--- Input Enclosed Below ---

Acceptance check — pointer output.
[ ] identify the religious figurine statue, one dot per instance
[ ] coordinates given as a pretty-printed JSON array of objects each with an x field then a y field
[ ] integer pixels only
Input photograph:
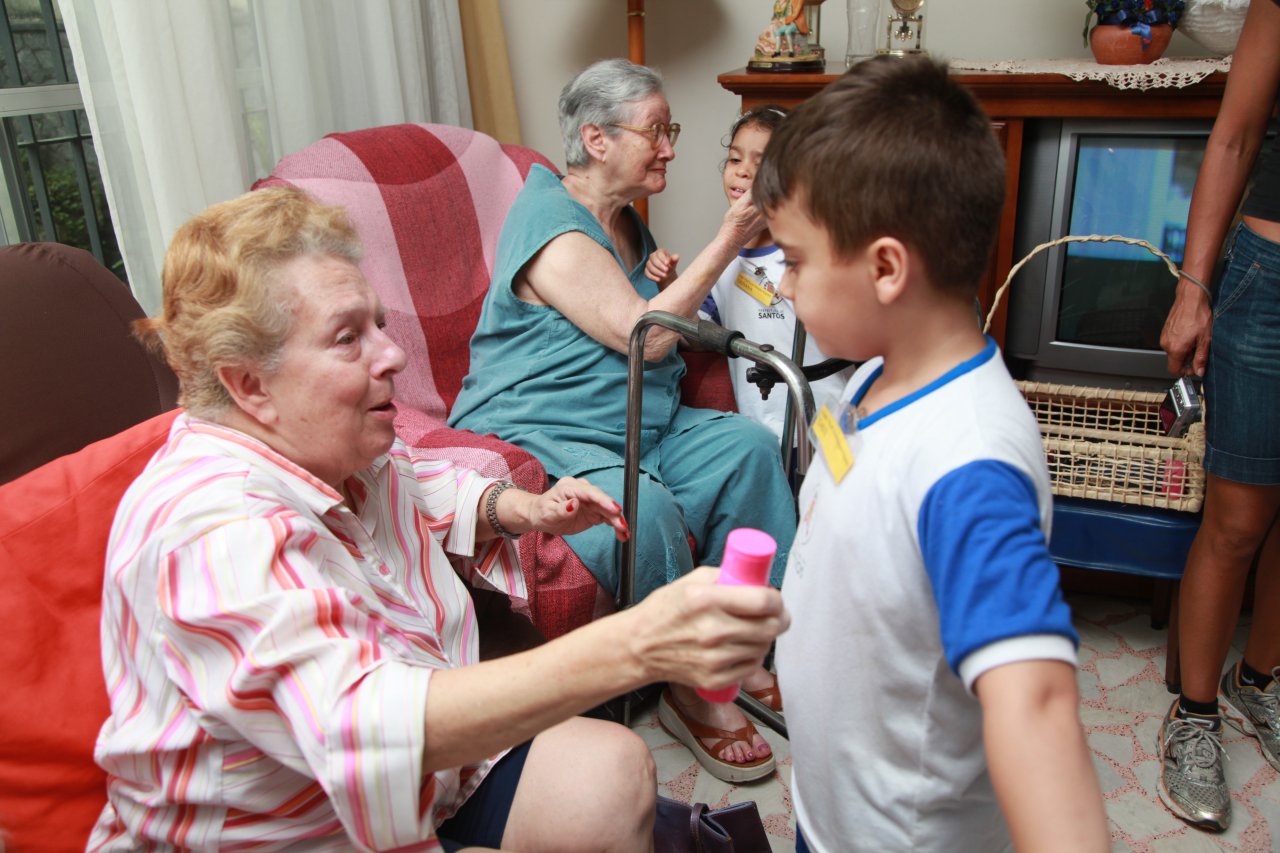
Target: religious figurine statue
[{"x": 785, "y": 44}]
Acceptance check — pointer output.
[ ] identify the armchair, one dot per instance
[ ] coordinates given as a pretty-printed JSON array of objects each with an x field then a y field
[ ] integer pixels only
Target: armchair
[
  {"x": 429, "y": 203},
  {"x": 72, "y": 379}
]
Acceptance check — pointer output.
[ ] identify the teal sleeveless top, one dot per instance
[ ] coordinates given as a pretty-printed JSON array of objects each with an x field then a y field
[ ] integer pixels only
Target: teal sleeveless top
[{"x": 542, "y": 383}]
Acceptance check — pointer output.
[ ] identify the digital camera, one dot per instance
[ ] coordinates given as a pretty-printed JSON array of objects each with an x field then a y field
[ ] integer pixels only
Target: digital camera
[{"x": 1180, "y": 407}]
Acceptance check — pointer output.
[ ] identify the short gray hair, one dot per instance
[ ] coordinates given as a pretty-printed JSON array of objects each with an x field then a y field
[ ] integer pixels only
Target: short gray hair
[{"x": 602, "y": 94}]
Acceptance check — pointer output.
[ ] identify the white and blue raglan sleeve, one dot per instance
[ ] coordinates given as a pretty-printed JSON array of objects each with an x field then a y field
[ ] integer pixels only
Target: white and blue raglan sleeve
[{"x": 993, "y": 580}]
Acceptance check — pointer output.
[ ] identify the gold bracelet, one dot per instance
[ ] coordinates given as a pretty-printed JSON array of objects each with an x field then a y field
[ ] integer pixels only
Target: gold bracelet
[
  {"x": 490, "y": 509},
  {"x": 1198, "y": 283}
]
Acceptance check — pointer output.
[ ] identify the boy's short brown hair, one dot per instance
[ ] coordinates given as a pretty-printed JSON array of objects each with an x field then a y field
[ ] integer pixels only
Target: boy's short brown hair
[{"x": 895, "y": 147}]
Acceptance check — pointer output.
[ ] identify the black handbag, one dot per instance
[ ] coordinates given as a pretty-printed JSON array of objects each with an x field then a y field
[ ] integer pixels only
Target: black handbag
[{"x": 682, "y": 828}]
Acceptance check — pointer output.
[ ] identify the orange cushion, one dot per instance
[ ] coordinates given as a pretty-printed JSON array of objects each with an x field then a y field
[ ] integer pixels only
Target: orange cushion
[{"x": 54, "y": 524}]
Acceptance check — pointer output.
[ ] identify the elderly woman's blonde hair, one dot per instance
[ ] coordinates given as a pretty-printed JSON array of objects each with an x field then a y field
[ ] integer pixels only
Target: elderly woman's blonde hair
[{"x": 223, "y": 305}]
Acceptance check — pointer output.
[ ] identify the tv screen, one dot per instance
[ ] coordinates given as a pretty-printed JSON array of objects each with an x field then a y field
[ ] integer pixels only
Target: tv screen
[
  {"x": 1115, "y": 293},
  {"x": 1091, "y": 313}
]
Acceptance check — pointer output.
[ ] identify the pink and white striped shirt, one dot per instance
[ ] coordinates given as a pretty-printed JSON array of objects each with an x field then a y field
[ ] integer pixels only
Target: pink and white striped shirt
[{"x": 269, "y": 652}]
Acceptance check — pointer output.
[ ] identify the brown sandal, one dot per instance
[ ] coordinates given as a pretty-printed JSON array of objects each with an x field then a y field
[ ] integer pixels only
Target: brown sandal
[
  {"x": 690, "y": 733},
  {"x": 769, "y": 696}
]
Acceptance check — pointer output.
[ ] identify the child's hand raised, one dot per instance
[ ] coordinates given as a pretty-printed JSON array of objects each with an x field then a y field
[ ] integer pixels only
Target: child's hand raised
[
  {"x": 743, "y": 220},
  {"x": 661, "y": 267}
]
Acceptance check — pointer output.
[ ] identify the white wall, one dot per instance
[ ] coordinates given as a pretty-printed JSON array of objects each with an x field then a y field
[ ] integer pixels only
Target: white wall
[{"x": 693, "y": 41}]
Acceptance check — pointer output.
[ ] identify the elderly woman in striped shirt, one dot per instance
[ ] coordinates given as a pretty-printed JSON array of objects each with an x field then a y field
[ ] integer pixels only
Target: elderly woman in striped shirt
[{"x": 289, "y": 651}]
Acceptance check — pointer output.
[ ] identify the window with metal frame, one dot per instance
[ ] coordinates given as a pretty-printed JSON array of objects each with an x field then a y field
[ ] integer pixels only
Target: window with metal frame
[{"x": 53, "y": 188}]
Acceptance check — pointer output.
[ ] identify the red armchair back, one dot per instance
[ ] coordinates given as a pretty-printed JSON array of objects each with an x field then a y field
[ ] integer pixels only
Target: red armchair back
[{"x": 429, "y": 201}]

--- End of Enclosed Input ---

### [What you will do]
Transcribe the entries from their first line to the line that holds "[ ] identify the teal", both included, and skip every picture.

### [Written solution]
Acceptance check — pointer output.
[ ] identify the religious figurine statue, one dot per instance
[ ] coordinates given as a pretty-printed JSON array of objects each with an x field then a y field
[ ] integer pixels only
Input photograph:
Target: religious figurine statue
[{"x": 785, "y": 44}]
Acceptance check — pointer output.
[ ] identify the armchair, one dot per instance
[ ] coordinates given as a pretty-printed JSON array of objects each with an x field then a y field
[ ] integer pixels only
Target: armchair
[
  {"x": 429, "y": 203},
  {"x": 72, "y": 379}
]
Acceptance check — pointer output.
[ ] identify the teal sleeveless top, one dot per instance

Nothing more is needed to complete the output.